→ EXPLORE THE MATERIAL
[A] Translate this sentence from the article below on Paycheck Protection Program fraud into Spanish: "The program provided about $525 billion to 5.2 million businesses."
[B] Please carry on the article below on Paycheck Protection Program fraud, picking up after its final sentence.

→ PASSAGE TO READ
The federal Paycheck Protection Program (PPP) designed to blunt the economic impact of the pandemic is beset by extensive instances of fraud, The Wall Street Journal (WSJ) reported, attributing the conclusion to public records and interviews with government officials.
The program provided about $525 billion to 5.2 million businesses. Banks administered the loans on behalf of the government and were not required to ensure that applicants were telling the truth about their financial situations. The program ran out in August and has yet to be renewed.
WSJ reported that the Small Business Administration’s (SBA’s) inspector general said there were “strong indicators of widespread potential abuse and fraud in the PPP.”
Among problems cited by the SBA, according to WSJ, were forged companies getting money; companies getting money even though their payrolls exceeded the 500-worker cap that applied in most instances; and companies getting money even though they were prohibited to do so because of pre-existing debts to the government.
WSJ reported that in September alone, the Department of the Treasury received more than twice the previous record number of suspicious activity reports related to loans to businesses than it usually received in an entire year.
WSJ quoted Kenneth Blanco, director of the Treasury Department’s Financial Crimes Enforcement Network, as having told anti-money laundering experts that some applicants used online instruction sets to position themselves to receive fraudulent loans.

Dataset items:
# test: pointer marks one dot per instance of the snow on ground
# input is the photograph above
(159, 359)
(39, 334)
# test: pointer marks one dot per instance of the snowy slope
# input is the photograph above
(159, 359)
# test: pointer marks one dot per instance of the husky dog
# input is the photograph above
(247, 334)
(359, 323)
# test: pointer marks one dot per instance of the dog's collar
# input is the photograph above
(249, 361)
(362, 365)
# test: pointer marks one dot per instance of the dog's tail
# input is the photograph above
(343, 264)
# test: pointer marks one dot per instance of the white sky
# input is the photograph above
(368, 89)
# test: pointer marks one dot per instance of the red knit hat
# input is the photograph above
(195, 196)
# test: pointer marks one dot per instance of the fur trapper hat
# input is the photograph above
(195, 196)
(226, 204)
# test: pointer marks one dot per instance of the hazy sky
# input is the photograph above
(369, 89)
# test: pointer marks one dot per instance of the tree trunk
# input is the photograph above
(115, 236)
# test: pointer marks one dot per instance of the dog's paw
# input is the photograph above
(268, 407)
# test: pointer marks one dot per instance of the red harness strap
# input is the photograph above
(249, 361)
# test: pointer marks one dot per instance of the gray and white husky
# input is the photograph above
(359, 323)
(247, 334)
* * *
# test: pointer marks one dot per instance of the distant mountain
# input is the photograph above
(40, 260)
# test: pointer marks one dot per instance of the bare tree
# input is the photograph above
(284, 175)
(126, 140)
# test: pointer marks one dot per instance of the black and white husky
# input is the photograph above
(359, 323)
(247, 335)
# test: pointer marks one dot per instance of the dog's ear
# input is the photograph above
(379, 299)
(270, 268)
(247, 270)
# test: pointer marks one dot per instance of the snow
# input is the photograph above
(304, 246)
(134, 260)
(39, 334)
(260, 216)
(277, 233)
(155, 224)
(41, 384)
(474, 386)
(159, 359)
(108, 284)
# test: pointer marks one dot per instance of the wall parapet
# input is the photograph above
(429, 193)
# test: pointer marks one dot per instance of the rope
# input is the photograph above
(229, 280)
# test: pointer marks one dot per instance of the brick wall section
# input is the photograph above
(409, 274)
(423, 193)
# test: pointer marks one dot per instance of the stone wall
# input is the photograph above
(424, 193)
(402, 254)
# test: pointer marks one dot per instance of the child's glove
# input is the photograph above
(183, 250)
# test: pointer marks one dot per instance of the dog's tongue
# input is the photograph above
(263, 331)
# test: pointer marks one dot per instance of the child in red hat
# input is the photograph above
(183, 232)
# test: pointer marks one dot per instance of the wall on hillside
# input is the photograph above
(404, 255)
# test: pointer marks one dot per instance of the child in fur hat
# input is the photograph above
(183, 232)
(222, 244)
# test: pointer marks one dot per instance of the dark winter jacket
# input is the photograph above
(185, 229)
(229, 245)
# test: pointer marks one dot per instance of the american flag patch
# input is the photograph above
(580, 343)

→ OUTPUTS FOR THE TASKS
[A] El programa proporcionó unos 525.000 millones de dólares a 5,2 millones de empresas.

[B]
As of late October, WSJ reported, the Department of Justice had charged 73 defendants with fraud related to the PPP.
WSJ quoted Tarek Helou, a former federal prosecutor, as having implied that Congress set the stage for abuse.
“The scandal is what’s legal, not what’s illegal,” he reportedly said.
The government’s ability to follow up on allegations of PPP misdeeds will affect how much the program costs taxpayers, WSJ reported. The SBA is now accepting loan-forgiveness applications, which are largely expected to be approved if companies can show the money was spent mostly on payroll. The business’ revenue isn’t a factor.
While the government has been a prime victim of pandemic-related fraud, individuals and businesses also have been swindled. The Financial Industry Regulatory Authority (FINRA) has been among watch dogs warning of multiple scams.